Problem set >>
1. Answer these questions from the article on the Orange County supervisors and marijuana businesses:
(a) Which proposition allows Californians aged 21 and older to smoke marijuana recreationally at home?
(b) About how many people live in the county's unincorporated areas?
(c) According to Supervisor Andrew Do, what would creating regulations amount to?
2. Reproduce everything from "The supervisors regulate" down to "and Trabuco Canyon." in the article on the Orange County supervisors and marijuana businesses, without any changes.
3. Pick up the article on the Orange County supervisors and marijuana businesses after its final sentence, and continue it.

Extract provided >>
Thanks to the passage of Proposition 64, Californians aged 21 and older are now free to recreationally smoke weed in the privacy of their own homes. And next year, adults will be able to walk into a pot shop and buy all manner of marijuana products.
But where and when the pot shops and commercial growing operations will be allowed to operate, and how much in local fees they’ll pay, will be up to city and county governments. And based on a discussion Tuesday, it doesn’t seem like the Orange County Board of Supervisors will be laying out the welcome mat for marijuana entrepreneurs.
The supervisors regulate land use in the county’s unincorporated areas, which are home to about 130,000 people in places like North Tustin, Midway City, Rossmoor, Ladera Ranch, Silverado, and Trabuco Canyon.
If it were entirely up to Supervisor Todd Spitzer — known as a law-and-order conservative who wants to run for district attorney in 2018 — the businesses would be banned in all areas under the county’s jurisdiction.
“My personal feeling is ban everything, outright,” Spitzer said at Tuesday’s supervisors meeting. But he also supported having a “working group” of county law enforcement and department leaders study the issue and report back to supervisors with recommendations.
Supervisor Michelle Steel echoed that sentiment, saying she wants “nothing to do with” allowing marijuana operations, while also supporting a study of the issue by the working group, which has met just once so far.
Steel, who was appointed chairwoman of the board later on Tuesday, is widely believed to want to eventually replace Congressman Dana Rohrabacher (R-Huntington Beach), who happens to be one of the most pro-marijuana members of Congress.
Supervisor Andrew Do seemed reluctant to allow marijuana businesses, emphasizing that marijuana is still illegal under federal law. Creating regulations would be an “implicit” defiance of federal law, he said.
But Supervisor Shawn Nelson, who tends to have a libertarian view of social policy, supported allowing marijuana businesses, saying their product is far less dangerous than the alcohol that’s readily available at grocery stores.

Records shown >>
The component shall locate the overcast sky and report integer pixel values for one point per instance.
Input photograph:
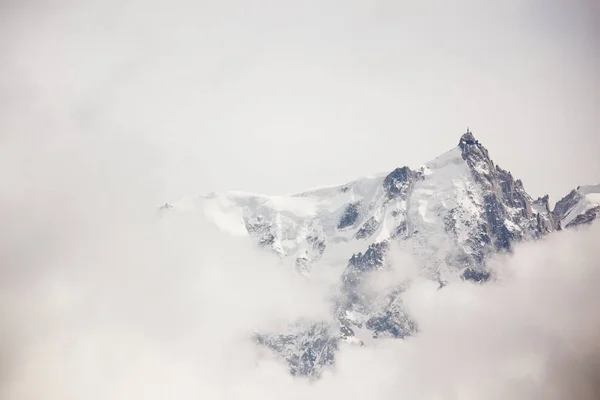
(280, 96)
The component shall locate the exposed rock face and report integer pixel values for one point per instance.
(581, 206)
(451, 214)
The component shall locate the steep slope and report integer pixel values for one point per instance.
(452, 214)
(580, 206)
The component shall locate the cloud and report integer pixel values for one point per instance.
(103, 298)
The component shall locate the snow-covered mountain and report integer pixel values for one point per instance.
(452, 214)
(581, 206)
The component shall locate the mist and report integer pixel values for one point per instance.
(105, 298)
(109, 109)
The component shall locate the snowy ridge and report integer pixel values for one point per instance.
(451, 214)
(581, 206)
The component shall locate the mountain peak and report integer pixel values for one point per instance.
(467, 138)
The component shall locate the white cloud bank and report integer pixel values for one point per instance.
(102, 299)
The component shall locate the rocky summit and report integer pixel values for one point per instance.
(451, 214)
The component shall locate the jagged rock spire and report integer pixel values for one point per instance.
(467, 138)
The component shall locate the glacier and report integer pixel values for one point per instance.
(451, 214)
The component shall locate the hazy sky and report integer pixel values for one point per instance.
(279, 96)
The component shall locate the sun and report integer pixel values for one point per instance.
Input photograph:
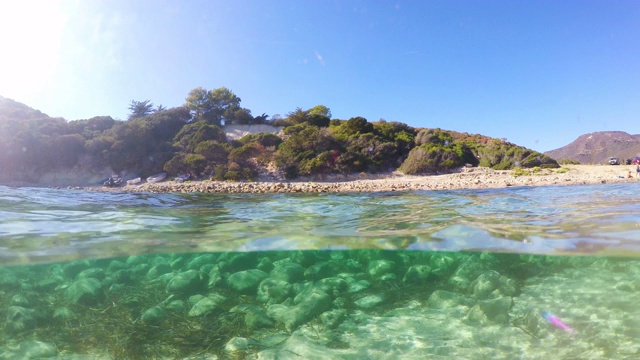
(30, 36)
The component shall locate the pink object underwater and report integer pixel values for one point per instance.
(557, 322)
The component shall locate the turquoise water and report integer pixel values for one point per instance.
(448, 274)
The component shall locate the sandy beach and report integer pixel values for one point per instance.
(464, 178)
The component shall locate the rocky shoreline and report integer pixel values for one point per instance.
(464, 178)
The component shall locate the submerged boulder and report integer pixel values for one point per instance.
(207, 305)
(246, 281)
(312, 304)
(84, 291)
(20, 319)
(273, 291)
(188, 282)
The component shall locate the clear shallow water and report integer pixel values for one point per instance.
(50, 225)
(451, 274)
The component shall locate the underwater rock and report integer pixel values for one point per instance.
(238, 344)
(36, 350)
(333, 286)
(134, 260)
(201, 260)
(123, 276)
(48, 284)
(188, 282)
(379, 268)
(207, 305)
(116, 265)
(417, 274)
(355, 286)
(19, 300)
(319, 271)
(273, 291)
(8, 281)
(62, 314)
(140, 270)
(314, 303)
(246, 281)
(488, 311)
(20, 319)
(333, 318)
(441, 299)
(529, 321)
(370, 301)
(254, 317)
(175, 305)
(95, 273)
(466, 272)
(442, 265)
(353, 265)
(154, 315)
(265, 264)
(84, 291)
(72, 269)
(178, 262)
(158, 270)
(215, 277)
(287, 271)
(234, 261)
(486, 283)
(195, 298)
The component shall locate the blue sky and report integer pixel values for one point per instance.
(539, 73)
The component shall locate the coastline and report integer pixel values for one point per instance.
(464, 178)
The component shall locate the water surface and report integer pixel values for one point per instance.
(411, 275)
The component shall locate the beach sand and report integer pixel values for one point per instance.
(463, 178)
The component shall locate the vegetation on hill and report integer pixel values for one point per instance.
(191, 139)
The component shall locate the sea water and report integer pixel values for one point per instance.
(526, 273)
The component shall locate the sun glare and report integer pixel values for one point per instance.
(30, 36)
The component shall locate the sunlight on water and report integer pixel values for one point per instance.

Task responses >>
1.
(a) Proposition 64.
(b) About 130,000 people.
(c) An "implicit" defiance of federal law.

2.
The supervisors regulate land use in the county’s unincorporated areas, which are home to about 130,000 people in places like North Tustin, Midway City, Rossmoor, Ladera Ranch, Silverado, and Trabuco Canyon.

3.
“We need to commit to being involved in some reasonable policy to tax it,” said Nelson, who has been planning to seek a judgeship when his term is up in 2018. “I worry a lot more about what’s going on at commercial pharmacies, as far as danger.”
He noted that one marijuana business the county can’t restrict is mobile delivery services, which will allow residents of the county’s unincorporated areas to access marijuana regardless of how stringent the supervisors’ regulations turn out to be.
Aware of this reality, Spitzer suggested he’d be open to allow some marijuana businesses to operate, in order to raise funds to pay for enforcement efforts against illegal activity.
“I am concerned that the cost for enforcement on the commercial side [will] overwhelm our agencies, and we’re not helping them come up with some regulatory mechanism to fund that,” he said.
A lobbyist for the county told supervisors they can create “reasonable regulations” of commercial marijuana businesses, which has been interpreted to mean permits, fees, and controls on water and lighting for grow operations.
The county’s working group is now slated to explore the issue and report back to supervisors with recommendations at an unknown date.
Spitzer called for two supervisors to be added to the group. But County Counsel Leon Page informed them that doing so would likely trigger a state law requirement that those meetings be open to the public under state law, and the board decided not to do so.
They did briefly talk about holding a public forum to get community input, but didn’t take any steps to start the planning process for it.